Start

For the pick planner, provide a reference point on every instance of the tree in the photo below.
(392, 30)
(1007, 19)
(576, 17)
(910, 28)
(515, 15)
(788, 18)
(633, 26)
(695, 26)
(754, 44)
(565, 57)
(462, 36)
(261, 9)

End

### What you should do
Put every line of the data above into a JSON list of strings, with one string per line and blank lines omitted.

### The result
[
  "For the pick planner, provide a reference point on every instance of the tree in the photo below.",
  "(392, 30)",
  "(1007, 19)",
  "(576, 17)",
  "(910, 28)",
  "(515, 15)",
  "(788, 18)",
  "(633, 26)",
  "(695, 26)",
  "(754, 44)",
  "(565, 57)",
  "(462, 36)",
  "(261, 9)"
]